=== Begin Enclosure ===

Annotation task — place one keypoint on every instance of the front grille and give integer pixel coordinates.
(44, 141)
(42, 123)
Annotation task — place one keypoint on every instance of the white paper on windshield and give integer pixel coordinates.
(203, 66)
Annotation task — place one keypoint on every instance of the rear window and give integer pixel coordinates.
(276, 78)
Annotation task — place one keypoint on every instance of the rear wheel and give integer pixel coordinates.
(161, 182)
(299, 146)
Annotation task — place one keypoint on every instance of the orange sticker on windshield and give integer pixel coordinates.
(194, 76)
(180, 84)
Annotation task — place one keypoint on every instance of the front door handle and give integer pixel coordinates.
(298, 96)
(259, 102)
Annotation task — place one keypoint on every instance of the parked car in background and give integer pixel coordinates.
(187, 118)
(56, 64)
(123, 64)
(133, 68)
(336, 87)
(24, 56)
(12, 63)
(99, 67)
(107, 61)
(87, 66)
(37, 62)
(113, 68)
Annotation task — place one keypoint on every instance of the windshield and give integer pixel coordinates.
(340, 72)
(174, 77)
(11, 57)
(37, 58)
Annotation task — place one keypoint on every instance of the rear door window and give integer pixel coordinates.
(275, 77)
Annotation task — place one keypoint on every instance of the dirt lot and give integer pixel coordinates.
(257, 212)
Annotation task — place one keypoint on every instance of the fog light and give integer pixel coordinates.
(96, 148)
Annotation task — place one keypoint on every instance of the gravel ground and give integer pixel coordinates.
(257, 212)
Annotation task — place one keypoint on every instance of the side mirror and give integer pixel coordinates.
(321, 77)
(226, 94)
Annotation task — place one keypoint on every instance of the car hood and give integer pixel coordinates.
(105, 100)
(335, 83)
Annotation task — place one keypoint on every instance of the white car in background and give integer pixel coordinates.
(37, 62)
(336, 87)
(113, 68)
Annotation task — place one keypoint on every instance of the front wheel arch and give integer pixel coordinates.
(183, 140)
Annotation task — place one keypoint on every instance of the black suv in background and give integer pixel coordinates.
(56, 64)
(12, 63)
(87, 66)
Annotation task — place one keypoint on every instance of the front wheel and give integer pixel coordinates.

=== End Enclosure ===

Would you repeat each of the lines above exactly?

RESPONSE AREA:
Annotation task — place one keypoint on every instance of the front grille and give integer pixel coordinates.
(44, 141)
(42, 123)
Annotation task — place one keypoint on every instance of the white paper on windshield and give integer pixel coordinates.
(203, 66)
Annotation task — place one keypoint on every instance of the rear window and give integer pixel coordinates.
(276, 78)
Annotation task — place one keypoint on every instance of the rear wheel and give integer pixel coordinates.
(161, 182)
(299, 146)
Annotation task — place one keypoint on every instance of the orange sticker on windshield and give integer pixel coordinates.
(194, 76)
(180, 84)
Annotation task — place one keypoint on every instance of the front door handle and give integer pixel coordinates.
(298, 96)
(259, 102)
Annotation task — place one keypoint on every instance of the parked car in background and give integer pixel coordinates.
(187, 118)
(56, 64)
(123, 64)
(133, 68)
(336, 87)
(24, 56)
(12, 63)
(99, 67)
(107, 61)
(87, 66)
(37, 62)
(113, 68)
Annotation task — place one keypoint on every instance of the windshield and give integer pixel coordinates.
(340, 72)
(174, 77)
(11, 57)
(37, 58)
Annotation task — place one keypoint on every instance of the rear door window and give integer pixel coordinates.
(275, 77)
Annotation task — place one keypoint on every instance of the dirt lot and give integer pixel coordinates.
(257, 212)
Annotation task — place one keypoint on every instance of the fog light and give integer pixel coordinates.
(96, 148)
Annotation task — place one keypoint on every instance of the gravel ground and give integer pixel coordinates.
(257, 212)
Annotation task — place one keypoint on every instance of the side mirror and give integer pixel coordinates.
(321, 77)
(226, 94)
Annotation task — place one keypoint on every instance of the car hood and give integer pixel coordinates.
(105, 100)
(335, 83)
Annotation task — place one keypoint on every instance of the white car in background and give integer pixel coordinates.
(37, 62)
(336, 87)
(113, 68)
Annotation task — place one keypoint on every instance of the front wheel arch and give integer pixel coordinates.
(183, 140)
Annotation task — place one keypoint on every instance of the black suv in background and give integer pixel coordinates.
(56, 64)
(12, 63)
(87, 66)
Annotation task — place one keypoint on every instance of the front wheel and give integer pixel coordinates.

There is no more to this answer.